What is expected:
Copy each of the following rows exactly as it appears, without changing a single character.

------ Data records

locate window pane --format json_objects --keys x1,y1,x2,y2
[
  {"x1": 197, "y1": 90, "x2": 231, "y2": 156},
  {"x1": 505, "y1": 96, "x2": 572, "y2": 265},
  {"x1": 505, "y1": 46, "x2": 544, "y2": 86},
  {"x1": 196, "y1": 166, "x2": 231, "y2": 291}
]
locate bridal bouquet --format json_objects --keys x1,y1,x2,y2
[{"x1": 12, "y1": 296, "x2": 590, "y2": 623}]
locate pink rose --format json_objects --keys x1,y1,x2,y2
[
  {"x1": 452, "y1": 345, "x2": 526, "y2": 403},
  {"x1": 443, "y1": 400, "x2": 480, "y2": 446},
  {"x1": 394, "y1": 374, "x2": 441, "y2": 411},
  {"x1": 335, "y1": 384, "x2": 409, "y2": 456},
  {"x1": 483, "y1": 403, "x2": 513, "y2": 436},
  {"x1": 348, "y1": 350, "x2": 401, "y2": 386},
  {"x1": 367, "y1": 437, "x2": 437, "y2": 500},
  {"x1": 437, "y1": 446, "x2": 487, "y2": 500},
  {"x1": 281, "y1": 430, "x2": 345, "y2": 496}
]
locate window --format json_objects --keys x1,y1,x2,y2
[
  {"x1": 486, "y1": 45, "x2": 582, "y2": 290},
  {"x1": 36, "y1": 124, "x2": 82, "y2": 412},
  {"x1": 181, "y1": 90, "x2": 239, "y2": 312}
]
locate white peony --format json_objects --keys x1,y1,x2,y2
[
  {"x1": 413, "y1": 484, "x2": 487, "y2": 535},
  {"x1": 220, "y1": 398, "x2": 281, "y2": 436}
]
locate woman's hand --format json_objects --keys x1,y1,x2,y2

------------

Response below:
locate window pane --format json_objects --keys x1,y1,x2,y2
[
  {"x1": 197, "y1": 90, "x2": 231, "y2": 156},
  {"x1": 505, "y1": 96, "x2": 572, "y2": 265},
  {"x1": 505, "y1": 46, "x2": 544, "y2": 86},
  {"x1": 196, "y1": 166, "x2": 231, "y2": 291}
]
locate bridal bouquet --format json_objects --keys x1,y1,x2,y2
[{"x1": 12, "y1": 296, "x2": 590, "y2": 623}]
locate pink rose --format json_objects --keys x1,y1,x2,y2
[
  {"x1": 452, "y1": 345, "x2": 526, "y2": 403},
  {"x1": 443, "y1": 400, "x2": 480, "y2": 446},
  {"x1": 394, "y1": 374, "x2": 441, "y2": 411},
  {"x1": 335, "y1": 384, "x2": 409, "y2": 456},
  {"x1": 483, "y1": 403, "x2": 513, "y2": 436},
  {"x1": 348, "y1": 350, "x2": 401, "y2": 386},
  {"x1": 367, "y1": 437, "x2": 437, "y2": 500},
  {"x1": 437, "y1": 446, "x2": 487, "y2": 500},
  {"x1": 281, "y1": 430, "x2": 345, "y2": 496}
]
locate window --format json_objects --keys x1,y1,x2,y2
[
  {"x1": 486, "y1": 45, "x2": 582, "y2": 290},
  {"x1": 36, "y1": 124, "x2": 82, "y2": 412},
  {"x1": 181, "y1": 90, "x2": 239, "y2": 312}
]
locate white peony --format json_objects --keys x1,y1,x2,y2
[
  {"x1": 413, "y1": 484, "x2": 487, "y2": 535},
  {"x1": 220, "y1": 398, "x2": 281, "y2": 436}
]
locate woman's hand --format json_objects --keys x1,y1,x2,y2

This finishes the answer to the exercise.